WHAT THE EXERCISE ASKS: Print the entries exactly as they appear, and omit any images.

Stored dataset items
== Segment start ==

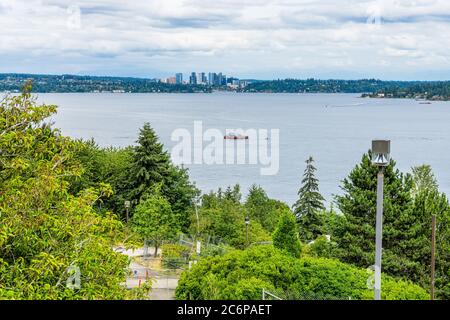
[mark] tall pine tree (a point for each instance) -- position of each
(308, 207)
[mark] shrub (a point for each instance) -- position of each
(243, 274)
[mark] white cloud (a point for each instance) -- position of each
(258, 38)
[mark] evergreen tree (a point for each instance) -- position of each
(308, 207)
(285, 236)
(154, 219)
(263, 209)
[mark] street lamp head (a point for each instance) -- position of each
(381, 150)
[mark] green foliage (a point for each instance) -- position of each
(309, 205)
(45, 230)
(154, 220)
(222, 219)
(321, 247)
(132, 172)
(244, 274)
(423, 179)
(356, 236)
(406, 224)
(174, 255)
(285, 236)
(150, 166)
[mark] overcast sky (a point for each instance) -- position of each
(392, 39)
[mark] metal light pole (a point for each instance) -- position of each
(247, 222)
(127, 208)
(380, 158)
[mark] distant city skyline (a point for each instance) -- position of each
(259, 39)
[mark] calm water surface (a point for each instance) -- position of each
(336, 129)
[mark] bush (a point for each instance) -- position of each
(243, 274)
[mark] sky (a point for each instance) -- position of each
(257, 39)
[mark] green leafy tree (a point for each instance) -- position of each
(308, 207)
(406, 224)
(154, 220)
(151, 165)
(285, 236)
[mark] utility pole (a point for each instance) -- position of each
(433, 254)
(381, 150)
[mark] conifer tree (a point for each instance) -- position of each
(308, 207)
(150, 163)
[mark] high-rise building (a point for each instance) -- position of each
(179, 78)
(193, 78)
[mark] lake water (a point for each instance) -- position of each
(336, 129)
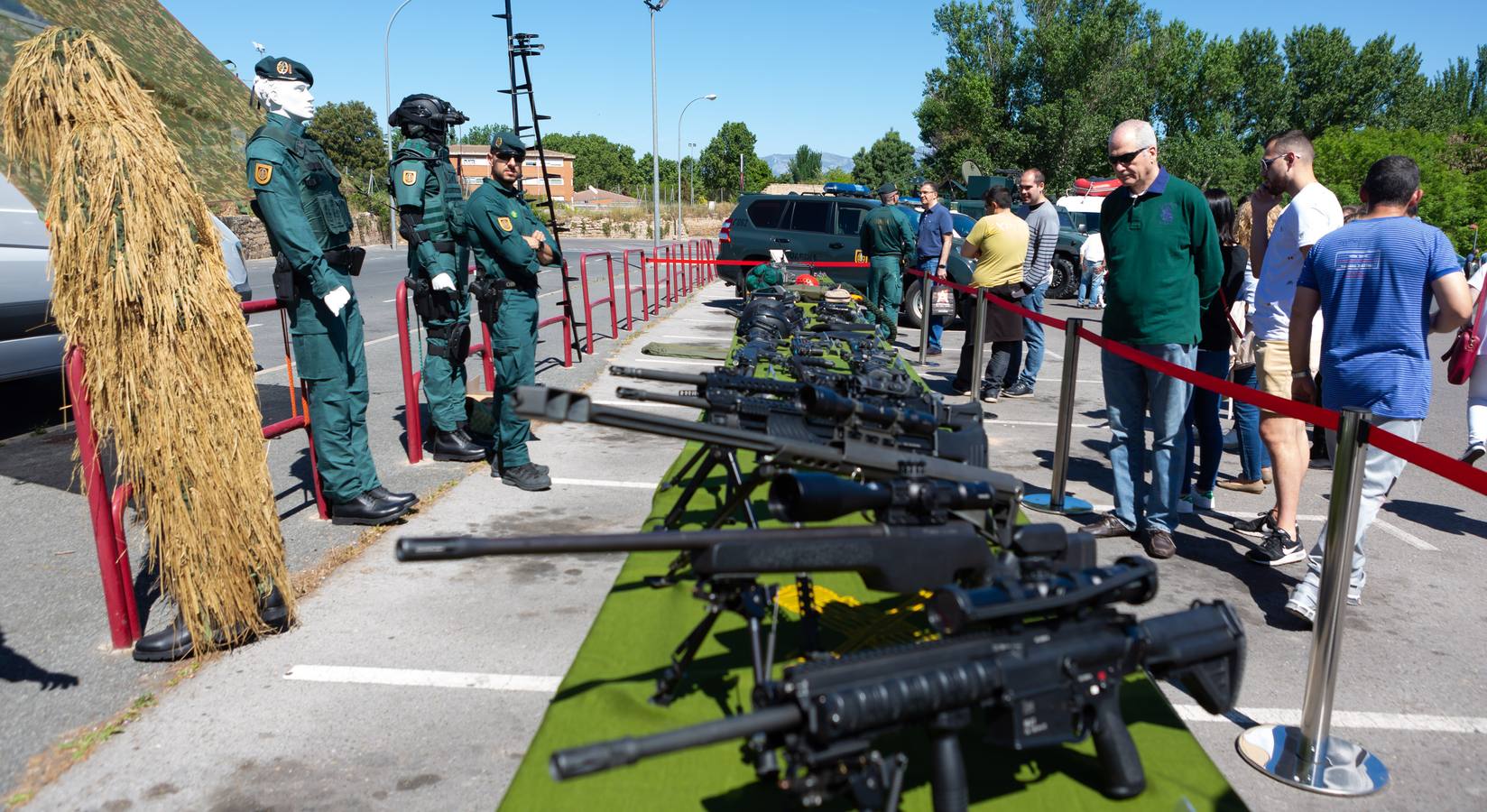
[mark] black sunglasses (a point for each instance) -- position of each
(1126, 158)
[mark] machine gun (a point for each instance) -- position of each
(1039, 687)
(727, 566)
(851, 454)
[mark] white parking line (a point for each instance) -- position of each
(420, 678)
(605, 484)
(1343, 718)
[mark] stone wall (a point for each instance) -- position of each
(365, 231)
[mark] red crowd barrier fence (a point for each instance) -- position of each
(413, 378)
(1423, 457)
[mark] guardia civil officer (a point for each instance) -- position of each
(298, 195)
(888, 240)
(511, 245)
(430, 215)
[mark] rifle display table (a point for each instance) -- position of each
(607, 695)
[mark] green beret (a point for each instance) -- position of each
(284, 69)
(504, 140)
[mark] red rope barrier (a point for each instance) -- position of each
(1431, 460)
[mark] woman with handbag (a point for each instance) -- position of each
(1477, 380)
(998, 245)
(1214, 346)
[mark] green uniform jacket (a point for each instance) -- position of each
(282, 162)
(500, 217)
(1163, 262)
(887, 231)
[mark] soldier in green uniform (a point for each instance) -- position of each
(430, 211)
(888, 240)
(511, 245)
(298, 197)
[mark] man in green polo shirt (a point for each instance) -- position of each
(1163, 261)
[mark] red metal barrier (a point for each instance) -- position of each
(567, 346)
(587, 305)
(629, 295)
(413, 378)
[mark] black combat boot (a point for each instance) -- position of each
(172, 642)
(366, 511)
(527, 477)
(384, 494)
(456, 445)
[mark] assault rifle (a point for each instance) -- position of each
(854, 452)
(727, 566)
(1037, 687)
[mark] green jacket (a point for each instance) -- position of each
(1163, 261)
(298, 195)
(498, 219)
(887, 231)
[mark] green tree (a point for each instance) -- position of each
(805, 167)
(888, 160)
(351, 137)
(718, 165)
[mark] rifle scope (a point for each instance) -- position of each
(818, 497)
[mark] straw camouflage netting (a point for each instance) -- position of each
(139, 281)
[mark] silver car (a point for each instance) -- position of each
(29, 339)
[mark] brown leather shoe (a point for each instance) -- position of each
(1108, 527)
(1159, 543)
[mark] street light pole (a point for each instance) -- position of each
(709, 97)
(654, 6)
(387, 91)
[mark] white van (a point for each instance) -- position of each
(29, 339)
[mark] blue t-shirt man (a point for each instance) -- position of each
(934, 224)
(1374, 280)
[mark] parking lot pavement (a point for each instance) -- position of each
(57, 668)
(1408, 689)
(406, 686)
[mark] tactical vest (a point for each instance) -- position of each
(319, 186)
(443, 206)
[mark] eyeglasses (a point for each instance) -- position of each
(1126, 158)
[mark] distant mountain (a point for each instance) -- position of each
(780, 164)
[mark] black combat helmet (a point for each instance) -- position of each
(424, 115)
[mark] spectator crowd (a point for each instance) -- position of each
(1282, 291)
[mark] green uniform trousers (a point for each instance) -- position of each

== Segment end ==

YOUR SOLUTION:
[mark] tall pine tree (a point for each instance) -- position of each
(308, 207)
[mark] shrub (a point for each instance) -- position of each
(243, 274)
[mark] white cloud (a point for each instance) -- position of each
(258, 38)
[mark] evergreen tree (a point for each instance) -- position of each
(308, 207)
(285, 236)
(154, 219)
(263, 209)
[mark] street lamp head (a point for each instance) -- position of each
(381, 150)
[mark] green foliage (a point for each instance) -- position of each
(309, 205)
(45, 230)
(154, 220)
(222, 219)
(321, 247)
(132, 172)
(244, 274)
(423, 179)
(356, 236)
(406, 224)
(174, 255)
(285, 236)
(150, 166)
[mark] overcast sky (a point for each instance) -- position of each
(392, 39)
[mark] metal light pole (a point for each instance) -- position of each
(247, 222)
(127, 208)
(380, 158)
[mark] distant city skyline (a point for each instance) -- position of each
(259, 39)
[mark] calm water surface (a point for each instance) -- position of each
(336, 129)
[mark] bush (a point for each instance) -- position of each
(243, 274)
[mark] sky (a point for each instance) -- position of each
(257, 39)
[mark] green leafy tree (a point for each instance) -- position of each
(308, 207)
(406, 224)
(154, 220)
(151, 165)
(285, 236)
[mark] utility pole (a point for each instance) -- position of each
(433, 254)
(381, 150)
[mark] conifer tree (a point for each instance) -- position of each
(308, 207)
(150, 163)
[mark] high-rise building (a point for each instance) -- position of each
(179, 78)
(193, 78)
[mark] lake water (a point for each instance) -- position of each
(336, 129)
[mark] black sunglasses (a point for each instance) -- position of each
(1126, 158)
[mark] machine gun (a point for each instance) -- position of each
(1039, 687)
(727, 566)
(851, 454)
[mark] white parking line (a point for each instance) -- position of each
(420, 678)
(605, 484)
(1343, 718)
[mark] stone wall (a point for each instance) -- position of each
(365, 231)
[mark] red crowd barrier fence (a point for each instance) -- position of each
(413, 378)
(1423, 457)
[mark] guardia civil officer (a point for each instance) -- position of each
(298, 195)
(888, 240)
(511, 245)
(430, 215)
[mark] rifle display table (a point for each instance) -- position of each
(607, 695)
[mark] green beret (a point for each instance) -- position of each
(284, 69)
(504, 140)
[mark] red rope barrier (a point for each instance) -- position of each
(1431, 460)
[mark] woman with handbag (a point for each instance) -- position of each
(1477, 380)
(998, 245)
(1214, 346)
[mark] green uniform jacket (a point for each instance) -- position of each
(282, 162)
(500, 217)
(1163, 262)
(887, 231)
[mark] soldier in green uniform (a point for each instance) -- position of each
(430, 211)
(888, 240)
(511, 245)
(298, 197)
[mark] man in green polo shirt (a point for each instance) -- position of each
(1163, 261)
[mark] red metal barrier (a point for each instance) -- position of each
(567, 346)
(587, 305)
(629, 295)
(413, 378)
[mark] black combat boot (a point for each instance) -- position of each
(172, 642)
(366, 511)
(527, 477)
(384, 494)
(456, 445)
[mark] assault rifle (a point for each instance) -- position of each
(854, 452)
(727, 566)
(1037, 687)
[mark] green jacket (a point for each instance) -- position of each
(1163, 261)
(298, 195)
(498, 219)
(887, 231)
[mark] green tree (a point for each instance) -- position of each
(805, 167)
(888, 160)
(351, 137)
(718, 165)
[mark] rifle scope (a point for each instance) -- position of each
(818, 497)
[mark] straw camouflage netting (a point for each instance) -- position of each
(139, 281)
[mark] silver car (a point for each instance) -- position of each
(29, 339)
[mark] brown leather shoe (a point for each instance) -- position of each
(1108, 527)
(1159, 543)
[mark] street light pole (a point for each instance) -- position of each
(709, 97)
(654, 6)
(387, 91)
[mark] white van (a point for each instance) -- position of each
(29, 339)
[mark] blue t-shirt man (a point for each instance) -- position of each
(934, 224)
(1374, 280)
[mark] parking lot pavement (a point for each instance) -- position of each
(57, 668)
(1408, 689)
(406, 686)
[mark] tactical vest (a point for each instance) -- position of each
(319, 186)
(443, 206)
[mark] eyeglasses (a point for each instance) -- position of each
(1126, 158)
[mark] distant mountain (a point for each instance) -- position of each
(780, 164)
[mark] black combat helmet (a point for each instance) -- position of each
(424, 115)
[mark] spectator crowd (a point for each instance) -- position of each
(1282, 291)
[mark] green uniform trousers (a point for each instance) -- position of each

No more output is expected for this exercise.